Bounding box annotation entries:
● ● ● ●

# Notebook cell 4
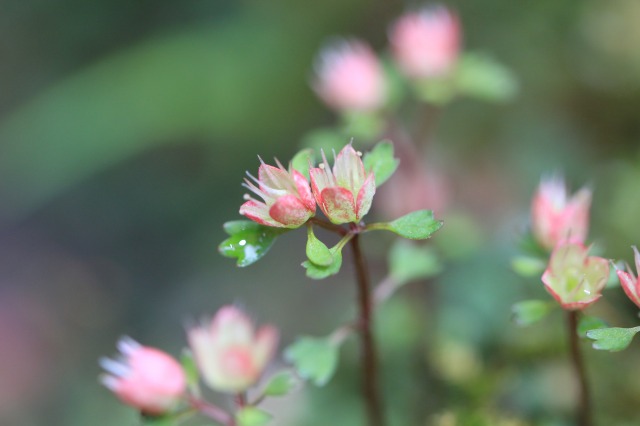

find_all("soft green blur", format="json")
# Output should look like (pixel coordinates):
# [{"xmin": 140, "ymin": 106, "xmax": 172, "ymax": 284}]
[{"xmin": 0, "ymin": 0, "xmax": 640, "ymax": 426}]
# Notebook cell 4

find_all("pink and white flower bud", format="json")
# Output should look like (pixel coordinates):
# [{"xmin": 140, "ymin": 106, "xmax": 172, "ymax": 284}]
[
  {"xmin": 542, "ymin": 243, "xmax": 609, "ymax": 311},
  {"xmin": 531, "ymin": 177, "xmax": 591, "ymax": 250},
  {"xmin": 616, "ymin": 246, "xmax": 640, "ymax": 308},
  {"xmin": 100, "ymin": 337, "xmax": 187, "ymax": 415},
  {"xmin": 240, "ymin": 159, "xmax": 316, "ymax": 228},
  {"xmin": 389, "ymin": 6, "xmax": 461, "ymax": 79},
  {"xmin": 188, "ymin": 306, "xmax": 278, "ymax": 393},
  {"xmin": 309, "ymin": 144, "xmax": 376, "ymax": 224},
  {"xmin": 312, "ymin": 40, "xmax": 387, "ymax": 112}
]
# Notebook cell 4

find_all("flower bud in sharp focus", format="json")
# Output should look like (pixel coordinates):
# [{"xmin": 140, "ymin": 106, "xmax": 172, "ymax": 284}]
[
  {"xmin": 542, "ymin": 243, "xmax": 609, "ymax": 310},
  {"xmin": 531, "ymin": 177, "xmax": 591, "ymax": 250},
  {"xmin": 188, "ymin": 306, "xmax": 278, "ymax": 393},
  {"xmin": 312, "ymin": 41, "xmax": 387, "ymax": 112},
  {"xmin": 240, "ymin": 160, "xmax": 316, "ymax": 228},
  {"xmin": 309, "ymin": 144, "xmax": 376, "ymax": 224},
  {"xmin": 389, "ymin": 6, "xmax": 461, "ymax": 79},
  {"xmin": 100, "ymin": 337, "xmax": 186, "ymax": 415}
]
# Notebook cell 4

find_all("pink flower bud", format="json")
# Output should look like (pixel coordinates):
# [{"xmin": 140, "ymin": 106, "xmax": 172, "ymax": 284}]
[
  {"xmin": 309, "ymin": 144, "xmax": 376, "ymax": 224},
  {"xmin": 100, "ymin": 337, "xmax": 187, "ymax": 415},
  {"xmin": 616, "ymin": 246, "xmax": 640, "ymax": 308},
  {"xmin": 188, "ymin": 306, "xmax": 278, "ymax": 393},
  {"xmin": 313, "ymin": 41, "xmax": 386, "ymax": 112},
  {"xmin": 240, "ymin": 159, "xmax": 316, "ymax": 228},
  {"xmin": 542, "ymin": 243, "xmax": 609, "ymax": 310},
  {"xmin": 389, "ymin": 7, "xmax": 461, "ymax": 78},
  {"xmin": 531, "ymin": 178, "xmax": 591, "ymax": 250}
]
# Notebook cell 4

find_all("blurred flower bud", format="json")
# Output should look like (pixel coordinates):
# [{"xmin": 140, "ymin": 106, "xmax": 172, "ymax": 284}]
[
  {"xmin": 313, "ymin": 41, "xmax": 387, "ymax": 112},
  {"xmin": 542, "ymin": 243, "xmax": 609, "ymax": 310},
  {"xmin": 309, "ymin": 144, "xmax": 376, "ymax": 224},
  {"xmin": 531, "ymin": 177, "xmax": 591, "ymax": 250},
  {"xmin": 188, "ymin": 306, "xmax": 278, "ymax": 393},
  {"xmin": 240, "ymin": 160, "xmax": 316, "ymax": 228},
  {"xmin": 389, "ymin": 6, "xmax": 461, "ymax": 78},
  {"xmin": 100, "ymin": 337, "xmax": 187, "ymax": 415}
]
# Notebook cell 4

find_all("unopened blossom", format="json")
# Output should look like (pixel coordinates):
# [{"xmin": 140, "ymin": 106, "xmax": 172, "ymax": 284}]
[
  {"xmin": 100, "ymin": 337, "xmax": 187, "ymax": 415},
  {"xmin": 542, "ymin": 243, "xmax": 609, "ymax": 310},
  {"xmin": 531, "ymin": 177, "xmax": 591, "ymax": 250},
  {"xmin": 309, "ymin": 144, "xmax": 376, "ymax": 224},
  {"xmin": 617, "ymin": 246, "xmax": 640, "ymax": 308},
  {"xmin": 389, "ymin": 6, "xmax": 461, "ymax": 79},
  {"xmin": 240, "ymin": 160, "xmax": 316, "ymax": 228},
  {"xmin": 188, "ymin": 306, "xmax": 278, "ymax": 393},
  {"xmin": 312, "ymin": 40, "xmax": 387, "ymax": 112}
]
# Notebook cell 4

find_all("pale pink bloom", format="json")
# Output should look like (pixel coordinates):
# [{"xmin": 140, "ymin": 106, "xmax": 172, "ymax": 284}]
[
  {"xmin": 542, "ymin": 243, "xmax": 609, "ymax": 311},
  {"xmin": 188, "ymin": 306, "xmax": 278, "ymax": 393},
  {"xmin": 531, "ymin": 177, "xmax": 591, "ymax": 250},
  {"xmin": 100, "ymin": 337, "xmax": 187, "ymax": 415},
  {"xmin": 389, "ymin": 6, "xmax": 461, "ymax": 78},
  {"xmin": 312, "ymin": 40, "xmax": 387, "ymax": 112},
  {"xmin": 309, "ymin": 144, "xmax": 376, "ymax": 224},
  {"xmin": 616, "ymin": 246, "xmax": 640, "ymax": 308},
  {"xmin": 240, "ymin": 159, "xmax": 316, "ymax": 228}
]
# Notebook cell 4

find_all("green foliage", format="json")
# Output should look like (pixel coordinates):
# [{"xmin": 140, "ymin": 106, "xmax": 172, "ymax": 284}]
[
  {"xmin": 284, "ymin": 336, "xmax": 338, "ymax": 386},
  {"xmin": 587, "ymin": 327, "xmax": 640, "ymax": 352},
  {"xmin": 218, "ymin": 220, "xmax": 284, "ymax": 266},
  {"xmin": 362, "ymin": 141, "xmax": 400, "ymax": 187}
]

● ● ● ●

:: WHAT YOU WILL DO ::
Return every line of the listing above that contains the word "green", matching case exactly.

:: REPLY TO THE EXERCISE ::
find_all("soft green blur", format="json")
find_all("green foliage", format="json")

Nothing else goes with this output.